_Travail à faire:_
a - Selon le texte sur le Moyen Age, par quels mots Verlaine qualifie-t-il le Moyen Age ?
b - Recopiez le passage du texte sur le Moyen Age qui commence par « Il ne faut pas » et va jusqu'à « de caractères dominants. ».
c - Prolongez le texte sur le Moyen Age après sa dernière phrase.

_Extrait du texte:_
☆ ☆ ☆ ☆ ☆ ☆ ☆

Cette période intermédiaire entre le monde antique et le monde moderne resta longtemps l'objet d'erreurs et de préjugés. Les hommes de la Renaissance jetèrent le discrédit sur ces siècles où la culture gréco-latine subit une éclipse. Il n'était pire crime à leurs yeux que l'ignorance des textes anciens, et leur mépris les rendit injustes. Ils ne virent dans le Moyen Age qu'ignorance et obscurantisme, traitèrent de gothique (c'est-à-dire « barbare ») l'architecture des cathédrales. Au XVIIe siècle, avec Boileau, on jugea ces siècles « grossiers ». Les philosophes du Siècle des lumières (XVIIIe siècle) se déchaînèrent contre cette époque de « ténèbres » où ils ne trouvaient que superstition, fanatisme religieux et absence totale de liberté de pensée. Il fallut l'admiration de Chateaubriand pour les cathédrales gothiques, qu'il célèbre dans son Génie du Christianisme, puis l'enthousiasme des romantiques devant cette « mer de poésie » (Hugo), pour que se formât dans l'opinion un courant favorable. Depuis la fin du XIXe siècle, les travaux patients des érudits et des savants apportent de nouvelles raisons d'admirer ce Moyen Age que Verlaine qualifie d'« énorme et délicat ».

Il ne faut pas chercher dans ces dix siècles une uniformité. On peut y distinguer trois phases : d'abord une lente préparation, le « Haut Moyen Age », du IVe au XIe siècle, puis une période d'épanouissement aux XIIe et XIIIe siècles, enfin un déclin aux XIVe et XVe siècles. Toutefois on peut dégager de cet ensemble un certain nombre de caractères dominants.

C'est à juste titre qu'on voit dans la diffusion du livre le début d'une ère nouvelle. Au Moyen Age, en effet, la presque totalité des gens ne savait pas lire. Mais illettré ne signifie pas alors « ignorant ». Les hommes du Moyen Age s'instruisaient non par des témoignages écrits, des signes tracés noir sur blanc, mais d'une façon beaucoup plus directe, au contact du réel, en regardant, en écoutant, et dans l'accomplissement de leur métier. C'est par la vue des scènes sculptées dans les églises, représentées sur les vitraux, jouées sur le parvis des cathédrales, qu'ils apprennent les vérités de leur religion. C'est en entendant les jongleurs et les trouvères qu'ils participent à la poésie et à la musique. C'est dans leurs années d'apprentissage que les artisans acquièrent le goût du travail bien fait, l'habileté dans l'exécution. L'image, la parole, le geste tiennent lieu de textes écrits et la promesse orale est un enseignement sacré.

☆ ☆ ☆ ☆ ☆ ☆ ☆

_Extraits de données:_
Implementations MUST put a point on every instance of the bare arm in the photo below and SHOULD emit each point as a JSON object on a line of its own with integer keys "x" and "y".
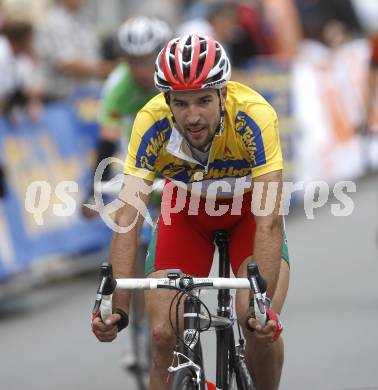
{"x": 268, "y": 237}
{"x": 125, "y": 244}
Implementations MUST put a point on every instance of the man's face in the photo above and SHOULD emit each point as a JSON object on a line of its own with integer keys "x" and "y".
{"x": 142, "y": 68}
{"x": 197, "y": 114}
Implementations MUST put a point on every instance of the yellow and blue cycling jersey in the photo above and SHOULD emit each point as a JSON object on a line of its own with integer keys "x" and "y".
{"x": 248, "y": 147}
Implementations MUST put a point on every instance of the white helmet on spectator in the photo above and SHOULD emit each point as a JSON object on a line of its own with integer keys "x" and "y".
{"x": 140, "y": 36}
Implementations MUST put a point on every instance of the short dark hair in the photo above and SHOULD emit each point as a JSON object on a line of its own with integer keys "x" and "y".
{"x": 17, "y": 30}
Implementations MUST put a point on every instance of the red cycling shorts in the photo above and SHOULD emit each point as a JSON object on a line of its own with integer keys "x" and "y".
{"x": 184, "y": 241}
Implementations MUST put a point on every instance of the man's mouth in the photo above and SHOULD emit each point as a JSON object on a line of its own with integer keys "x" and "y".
{"x": 196, "y": 130}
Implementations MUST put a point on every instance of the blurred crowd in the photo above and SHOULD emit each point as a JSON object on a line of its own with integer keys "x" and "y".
{"x": 49, "y": 49}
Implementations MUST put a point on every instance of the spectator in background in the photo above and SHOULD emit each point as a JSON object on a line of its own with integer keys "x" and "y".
{"x": 69, "y": 51}
{"x": 16, "y": 74}
{"x": 17, "y": 66}
{"x": 331, "y": 22}
{"x": 241, "y": 27}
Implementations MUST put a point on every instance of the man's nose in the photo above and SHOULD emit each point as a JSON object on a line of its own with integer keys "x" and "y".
{"x": 193, "y": 115}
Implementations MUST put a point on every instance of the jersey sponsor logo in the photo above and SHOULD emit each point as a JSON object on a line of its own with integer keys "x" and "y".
{"x": 218, "y": 169}
{"x": 152, "y": 141}
{"x": 251, "y": 136}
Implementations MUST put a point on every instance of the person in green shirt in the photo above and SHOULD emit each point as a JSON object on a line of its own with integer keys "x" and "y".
{"x": 127, "y": 89}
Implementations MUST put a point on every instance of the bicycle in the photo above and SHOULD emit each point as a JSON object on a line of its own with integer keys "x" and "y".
{"x": 231, "y": 370}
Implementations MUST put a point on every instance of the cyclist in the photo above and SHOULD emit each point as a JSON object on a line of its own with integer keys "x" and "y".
{"x": 217, "y": 143}
{"x": 128, "y": 88}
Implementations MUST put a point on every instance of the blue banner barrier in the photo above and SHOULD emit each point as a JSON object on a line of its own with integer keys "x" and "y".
{"x": 40, "y": 215}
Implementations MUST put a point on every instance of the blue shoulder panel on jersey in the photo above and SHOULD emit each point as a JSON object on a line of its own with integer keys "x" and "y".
{"x": 151, "y": 143}
{"x": 252, "y": 138}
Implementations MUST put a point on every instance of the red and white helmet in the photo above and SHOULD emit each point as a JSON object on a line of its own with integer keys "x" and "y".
{"x": 192, "y": 62}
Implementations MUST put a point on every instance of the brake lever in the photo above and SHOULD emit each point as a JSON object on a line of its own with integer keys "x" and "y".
{"x": 258, "y": 286}
{"x": 105, "y": 289}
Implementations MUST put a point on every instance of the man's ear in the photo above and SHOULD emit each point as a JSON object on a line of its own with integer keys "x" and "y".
{"x": 224, "y": 93}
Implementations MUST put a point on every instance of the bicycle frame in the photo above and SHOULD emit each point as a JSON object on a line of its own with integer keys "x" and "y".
{"x": 226, "y": 353}
{"x": 230, "y": 358}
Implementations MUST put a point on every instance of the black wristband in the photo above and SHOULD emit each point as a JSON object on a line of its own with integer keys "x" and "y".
{"x": 124, "y": 321}
{"x": 249, "y": 327}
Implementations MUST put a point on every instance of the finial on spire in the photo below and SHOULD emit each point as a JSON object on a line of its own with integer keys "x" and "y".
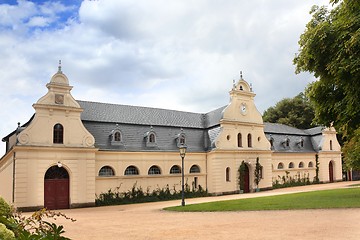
{"x": 59, "y": 67}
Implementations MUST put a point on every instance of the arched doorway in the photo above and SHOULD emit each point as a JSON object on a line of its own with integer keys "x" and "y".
{"x": 56, "y": 188}
{"x": 247, "y": 179}
{"x": 331, "y": 172}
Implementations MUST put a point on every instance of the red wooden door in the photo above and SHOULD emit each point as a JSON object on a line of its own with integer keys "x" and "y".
{"x": 56, "y": 188}
{"x": 56, "y": 193}
{"x": 331, "y": 172}
{"x": 247, "y": 180}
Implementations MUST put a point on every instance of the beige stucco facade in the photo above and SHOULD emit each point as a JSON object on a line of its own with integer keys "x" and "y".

☆ ☆ ☆ ☆ ☆ ☆ ☆

_Corrigé:_
a - Il le qualifie d'« énorme et délicat ».

b -
Il ne faut pas chercher dans ces dix siècles une uniformité. On peut y distinguer trois phases : d'abord une lente préparation, le « Haut Moyen Age », du IVe au XIe siècle, puis une période d'épanouissement aux XIIe et XIIIe siècles, enfin un déclin aux XIVe et XVe siècles. Toutefois on peut dégager de cet ensemble un certain nombre de caractères dominants.

c -
On demeure frappé aussi de la complexité d'un temps qui sut si bien accueillir et laissa coexister avec tant d'aisance des façons d'être qui nous paraissent incompatibles. L'époque de la courtoisie la plus raffinée est aussi celle des chansons les plus gaillardes, où la grossièreté se donne libre cours. Le plus ardent mysticisme n'exclut pas un robuste sens pratique. Le respect de la coutume et de la tradition est tout-puissant, l'homme est attaché à sa famille, à sa terre, - et que de monde sur les grands chemins! caravanes de marchands, pèlerins se dirigeant vers les sanctuaires réputés, à Saint-Jacques-de-Compostelle ou en Terre Sainte, croisés partant pour des expéditions lointaines, étudiants allant d'une Université à l'autre, techniciens entreprenant de véritables voyages d'études, ouvriers allant se faire embaucher dans de nouveaux chantiers. On a beaucoup bougé, mais on a aussi beaucoup bâti, enraciné dans le sol d'immenses constructions.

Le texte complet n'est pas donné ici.